= MATERIAL SHOWN =
**********
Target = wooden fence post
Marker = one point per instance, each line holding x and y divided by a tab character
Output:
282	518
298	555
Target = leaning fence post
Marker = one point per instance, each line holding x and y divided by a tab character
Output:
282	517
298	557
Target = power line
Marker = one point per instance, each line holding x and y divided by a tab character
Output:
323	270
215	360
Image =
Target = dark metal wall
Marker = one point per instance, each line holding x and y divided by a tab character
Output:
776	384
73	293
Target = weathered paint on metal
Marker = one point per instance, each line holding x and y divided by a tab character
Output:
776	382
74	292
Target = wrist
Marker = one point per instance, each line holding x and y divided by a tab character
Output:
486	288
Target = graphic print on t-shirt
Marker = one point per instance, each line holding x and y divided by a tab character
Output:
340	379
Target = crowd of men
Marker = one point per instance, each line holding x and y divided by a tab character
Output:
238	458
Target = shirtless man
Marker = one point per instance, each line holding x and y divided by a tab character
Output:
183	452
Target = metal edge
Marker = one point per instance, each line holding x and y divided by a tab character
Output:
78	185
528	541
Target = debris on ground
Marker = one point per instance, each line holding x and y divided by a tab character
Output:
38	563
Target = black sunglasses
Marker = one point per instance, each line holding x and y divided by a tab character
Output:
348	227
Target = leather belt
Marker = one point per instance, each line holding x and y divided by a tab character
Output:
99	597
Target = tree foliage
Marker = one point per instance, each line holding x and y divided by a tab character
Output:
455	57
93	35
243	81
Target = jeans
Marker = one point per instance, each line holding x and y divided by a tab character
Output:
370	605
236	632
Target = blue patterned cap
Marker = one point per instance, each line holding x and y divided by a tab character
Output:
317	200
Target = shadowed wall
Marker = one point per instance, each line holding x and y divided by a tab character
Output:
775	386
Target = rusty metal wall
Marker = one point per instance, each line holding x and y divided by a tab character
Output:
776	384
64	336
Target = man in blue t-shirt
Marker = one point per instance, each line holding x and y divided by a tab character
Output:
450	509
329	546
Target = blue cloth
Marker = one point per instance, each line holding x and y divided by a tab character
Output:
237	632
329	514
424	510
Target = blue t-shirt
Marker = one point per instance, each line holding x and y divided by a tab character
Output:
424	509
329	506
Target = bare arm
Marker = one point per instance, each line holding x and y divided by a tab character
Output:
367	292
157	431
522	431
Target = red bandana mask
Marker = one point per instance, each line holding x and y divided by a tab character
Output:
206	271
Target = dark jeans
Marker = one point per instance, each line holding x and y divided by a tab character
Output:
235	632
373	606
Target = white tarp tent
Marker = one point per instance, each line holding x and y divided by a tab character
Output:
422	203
**********
Reproduce the records in full, exactly as written.

Target = wooden fence post
Marker = one point per instance, each line holding x and y divided by a tab character
Output:
282	518
298	555
Target = leaning fence post
Marker = one point per instance, each line holding x and y divided by a tab character
Output:
282	517
298	557
Target = power line
Marker = one point per instance, each line holding x and y divided by a tab character
Output:
323	270
215	360
Image =
Target = dark metal wall
Marker = one point per instance, each line holding x and y divided by a tab character
Output:
776	384
73	293
Target = weathered paint on metal
Marker = one point per instance, each line holding x and y divided by a tab character
Output:
776	382
74	292
Target = wrist
Marker = one point per instance, each line holding x and y divided by a tab character
Output:
486	288
Target = graphic print on t-shirt
Marker = one point per instance, each line holding x and y divided by a tab character
Output:
340	379
Target = crowd of men
Marker = one point per instance, each line holding x and y divided by a tab character
Output:
238	458
Target = shirtless man
Marker = one point per instance, each line holding x and y divided by a tab character
Output:
183	452
Target = metal edge
Marker = one point per instance, each line holding x and y divided by a tab character
Output:
78	185
528	541
Target = debris on ground
Marker = one point per instance, each line holding x and y divided by a tab character
Output:
38	563
Target = black sunglasses
Marker = one point per instance, each line holding x and y divided by a tab character
Output:
348	227
Target = leather belt
Marker = one point per instance, each line holding x and y divided by a tab character
Output:
99	597
Target = tree foliage
Marker = one point per instance, each line holding x and y divided by a tab character
Output:
455	57
93	35
243	81
Target = jeans
Marker = one point per instance, each line holding x and y divided by a tab character
Output:
370	605
236	632
Target = blue patterned cap
Marker = one point per instance, each line holding x and y divided by a tab character
Output:
317	200
Target = shadowed wall
Marker = one point per instance, each line holding x and y divided by a tab character
Output:
775	386
Target = rusty metal wall
Marker = one point per instance, each line holding x and y divided by a tab character
Output:
776	384
64	336
Target = man in blue t-shirt
Marker = one point per instance, each line holding x and y divided by a tab character
Output:
450	509
329	546
Target = blue cloth
Marker = one point per instance, each line holding x and y divided by a tab character
Output:
237	632
329	514
424	510
Target = blue t-shirt
Marker = one point per instance, each line holding x and y divided by a tab character
Output:
424	509
329	506
Target = bare arm
Marker = one point per instance, each line holding x and y divided by a tab character
Output:
367	292
157	431
522	431
Target = red bandana mask
Marker = one point per instance, each line holding x and y divided by a tab character
Output:
206	271
Target = dark jeans
Marker = one point per instance, each line holding x and y divided by a tab character
Output:
235	632
373	606
Target = white tarp tent
Marker = one point per instance, each line holding x and y divided by a tab character
Output:
422	203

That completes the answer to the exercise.